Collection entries

========

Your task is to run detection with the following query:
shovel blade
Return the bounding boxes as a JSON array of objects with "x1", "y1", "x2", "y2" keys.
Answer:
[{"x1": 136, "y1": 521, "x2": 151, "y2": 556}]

========

TASK REQUIREMENTS:
Could you reproduce the lines above, from the one that holds "Return the bounding" through the last, exactly as they stand?

ANSWER TO THIS TASK:
Return the bounding boxes as a JSON array of objects with "x1", "y1", "x2", "y2" keys.
Answer:
[{"x1": 136, "y1": 521, "x2": 151, "y2": 556}]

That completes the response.